Задание 1: Перепишите дословно из текста о маркизе де Саде фрагмент от слов «Это юбилейное признание» до слов «он противоположен психиатрии.» включительно.
Задание 2: Сократите абзац из текста о маркизе де Саде, который начинается словами «По некоторым пунктам Сад не принимается». Изложите его в виде списка и сохраните основные факты.

Это юбилейное признание или общественное сознание действительно «снизошло» до Сада?
– По некоторым пунктам Сад не принимается до сих пор. Тем не менее, существуют какие-то тексты писателя, которые достаточно освоены, их удобно интерпретировать, изучать. Существуют очень интересные семиотические интерпретации Сада. Классической считается интерпретация Ролана Барта, сблизившего его письмо с Фурье и Лойолой. От архаического восприятия Сада как провозвестника психиатрии, предтечи Ломброзо, мы постепенно, с трудом, переходим к восприятию его как литератора. Аналогия с психиатрией, конечно, натянута: Сад меньше всего хотел определить сексуальные извращения как болезнь, он не считал их даже извращениями. Он оценивал пороки абсолютно позитивно. А извращением стала сама социальная норма. В этом смысле он противоположен психиатрии.
– А не лукавство ли это со стороны маркиза? Ведь Сад весь замешан на парадоксах. Он считает нормой то, что другие называют отклонением от нормы и, может быть, таким образом пытается насадить новую, свою норму…
– Вопрос об искренности всегда сложен. В любом тексте существует множество смысловых, уровней, каждый из которых отличается той или иной степенью искренности. Беда в том, что между ними нет общего знаменателя. Де Сад считался с требованиями своего времени. Если взять предисловие к «Жюстине», читаем: «Я пишу это для того, чтобы оправдать добродетель». Читатель же понимает, что это насмешка, что у «благих намерений» маркиза есть обратная сторона. Кроме того, характерной особенностью Сада является то, что он не признавал своего авторства. Он отказался от «Жюстины» и «Жюльетты». А «120 дней Содома» вообще считались утраченными. Поскольку Сад начал писать в тюрьме, а ему довелось сидеть « Венсеннском замке, Бастилии и в Шарантоне, его рукописи после его перевода в Шарантон остались в Бастилии. Когда Бастилия пала, рукопись куда-то исчезла. Лет через сто она была перекуплена богатым немцем и опубликована в Германии. Сад всю жизнь считал, что его шедевр – «120 дней Содома» – утрачен навсегда и, по его собственному выражению, «плакал кровавыми слезами». Мне кажется, если бы он согласился подписать обязательство, что будет вести себя более умеренно…
—…Тогда бы это был уже не Сад…
– Его бы раньше выпустили из тюрьмы. Но вы правы, он был человеком чрезмерным во всем. Например, в тюрьме он стал слишком много есть. Видимо, не имея возможности вести прежнюю жизнь либертена, философа-распутника, решил отдаться гастрономии. Когда же он, в конце концов, вышел из тюрьмы – по декрету Французской революции – он в шутку именовал себя «самым толстым человеком в Париже»…
А что, по-вашему, главное у Сада как литератора? Что нового он внес в собственно литературу?

Данные для анализа:
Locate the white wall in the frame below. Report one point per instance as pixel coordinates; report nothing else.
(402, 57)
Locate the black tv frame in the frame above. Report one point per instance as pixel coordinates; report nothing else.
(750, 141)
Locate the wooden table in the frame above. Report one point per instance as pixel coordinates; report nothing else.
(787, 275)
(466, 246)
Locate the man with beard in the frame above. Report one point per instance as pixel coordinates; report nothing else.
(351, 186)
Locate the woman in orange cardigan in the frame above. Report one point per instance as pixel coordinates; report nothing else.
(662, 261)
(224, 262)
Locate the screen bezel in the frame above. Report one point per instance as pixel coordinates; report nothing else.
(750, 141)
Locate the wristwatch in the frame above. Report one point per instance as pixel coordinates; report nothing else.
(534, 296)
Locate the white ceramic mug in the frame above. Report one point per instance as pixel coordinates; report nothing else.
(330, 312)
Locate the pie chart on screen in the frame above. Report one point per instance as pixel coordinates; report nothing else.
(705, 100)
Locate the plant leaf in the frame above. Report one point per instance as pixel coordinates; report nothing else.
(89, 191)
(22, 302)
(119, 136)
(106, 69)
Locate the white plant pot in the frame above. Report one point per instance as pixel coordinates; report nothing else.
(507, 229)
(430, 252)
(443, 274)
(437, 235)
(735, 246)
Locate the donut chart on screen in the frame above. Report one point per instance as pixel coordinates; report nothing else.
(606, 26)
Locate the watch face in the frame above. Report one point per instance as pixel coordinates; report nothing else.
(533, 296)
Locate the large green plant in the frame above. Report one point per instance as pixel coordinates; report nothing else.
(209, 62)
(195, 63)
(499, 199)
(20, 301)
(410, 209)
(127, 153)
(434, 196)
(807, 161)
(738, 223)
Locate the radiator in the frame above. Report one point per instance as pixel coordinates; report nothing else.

Решение 1:
Это юбилейное признание или общественное сознание действительно «снизошло» до Сада?
– По некоторым пунктам Сад не принимается до сих пор. Тем не менее, существуют какие-то тексты писателя, которые достаточно освоены, их удобно интерпретировать, изучать. Существуют очень интересные семиотические интерпретации Сада. Классической считается интерпретация Ролана Барта, сблизившего его письмо с Фурье и Лойолой. От архаического восприятия Сада как провозвестника психиатрии, предтечи Ломброзо, мы постепенно, с трудом, переходим к восприятию его как литератора. Аналогия с психиатрией, конечно, натянута: Сад меньше всего хотел определить сексуальные извращения как болезнь, он не считал их даже извращениями. Он оценивал пороки абсолютно позитивно. А извращением стала сама социальная норма. В этом смысле он противоположен психиатрии.

Решение 2:
- По некоторым пунктам Сад не принимается до сих пор, но часть его текстов освоена, их удобно интерпретировать и изучать.
- Существуют интересные семиотические интерпретации Сада. Классической считается интерпретация Ролана Барта, который сблизил его письмо с Фурье и Лойолой.
- Восприятие Сада постепенно меняется: раньше его видели провозвестником психиатрии и предтечей Ломброзо, теперь видят литератором.
- Аналогия с психиатрией натянута. Сад не считал сексуальные извращения болезнью и даже извращениями, оценивал пороки позитивно, а извращением стала сама социальная норма. В этом он противоположен психиатрии.